## TASK DIRECTIONS
Gather every line of the material below that contains the string "wheat". Treat uppercase and lowercase as different.

## INPUT ROWS
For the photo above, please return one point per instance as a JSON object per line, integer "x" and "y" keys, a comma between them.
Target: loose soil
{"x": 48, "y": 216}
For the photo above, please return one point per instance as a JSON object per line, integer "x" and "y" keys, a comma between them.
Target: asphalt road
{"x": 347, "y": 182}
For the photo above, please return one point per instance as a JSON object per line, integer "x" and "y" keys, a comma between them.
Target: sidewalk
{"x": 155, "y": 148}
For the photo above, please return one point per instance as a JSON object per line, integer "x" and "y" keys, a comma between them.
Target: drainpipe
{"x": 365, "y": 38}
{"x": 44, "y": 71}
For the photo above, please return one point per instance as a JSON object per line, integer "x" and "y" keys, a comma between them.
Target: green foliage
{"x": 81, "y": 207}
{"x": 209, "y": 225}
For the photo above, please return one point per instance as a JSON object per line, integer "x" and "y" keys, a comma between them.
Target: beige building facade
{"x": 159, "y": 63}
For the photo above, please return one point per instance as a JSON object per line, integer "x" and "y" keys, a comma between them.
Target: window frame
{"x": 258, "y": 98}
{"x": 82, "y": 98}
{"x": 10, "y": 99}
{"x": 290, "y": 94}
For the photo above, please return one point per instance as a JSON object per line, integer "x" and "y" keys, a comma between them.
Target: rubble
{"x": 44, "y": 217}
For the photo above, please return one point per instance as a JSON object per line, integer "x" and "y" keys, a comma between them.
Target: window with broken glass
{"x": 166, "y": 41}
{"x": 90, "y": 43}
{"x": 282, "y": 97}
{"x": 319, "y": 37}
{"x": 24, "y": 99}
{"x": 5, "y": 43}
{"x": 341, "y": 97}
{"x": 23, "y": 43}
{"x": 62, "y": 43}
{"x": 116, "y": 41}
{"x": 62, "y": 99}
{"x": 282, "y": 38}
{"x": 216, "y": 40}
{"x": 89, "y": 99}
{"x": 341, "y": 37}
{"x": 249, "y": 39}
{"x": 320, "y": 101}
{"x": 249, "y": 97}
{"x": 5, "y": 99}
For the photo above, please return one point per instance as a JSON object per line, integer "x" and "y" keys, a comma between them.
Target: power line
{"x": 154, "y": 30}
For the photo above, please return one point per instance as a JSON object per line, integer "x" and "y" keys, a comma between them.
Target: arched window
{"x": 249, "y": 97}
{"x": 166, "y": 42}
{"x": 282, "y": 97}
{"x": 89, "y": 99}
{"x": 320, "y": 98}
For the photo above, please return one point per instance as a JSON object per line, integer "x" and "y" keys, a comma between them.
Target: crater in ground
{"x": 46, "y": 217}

==

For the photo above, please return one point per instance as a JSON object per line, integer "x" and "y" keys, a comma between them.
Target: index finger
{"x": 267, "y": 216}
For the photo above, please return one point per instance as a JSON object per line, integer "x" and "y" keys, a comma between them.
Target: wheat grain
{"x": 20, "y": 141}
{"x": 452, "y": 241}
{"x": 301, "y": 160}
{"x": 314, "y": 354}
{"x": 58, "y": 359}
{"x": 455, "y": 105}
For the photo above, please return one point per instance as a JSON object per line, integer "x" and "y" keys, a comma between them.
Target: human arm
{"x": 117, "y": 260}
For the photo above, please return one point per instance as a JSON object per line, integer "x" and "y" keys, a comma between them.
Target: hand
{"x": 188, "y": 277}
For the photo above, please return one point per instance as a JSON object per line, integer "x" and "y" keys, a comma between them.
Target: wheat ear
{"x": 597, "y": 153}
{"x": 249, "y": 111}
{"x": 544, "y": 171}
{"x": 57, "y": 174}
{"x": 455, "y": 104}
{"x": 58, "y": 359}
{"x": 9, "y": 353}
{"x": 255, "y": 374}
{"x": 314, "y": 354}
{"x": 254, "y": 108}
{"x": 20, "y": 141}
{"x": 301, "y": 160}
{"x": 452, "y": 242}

## SOLUTION TO THE EXERCISE
Target: wheat grain
Target: wheat ear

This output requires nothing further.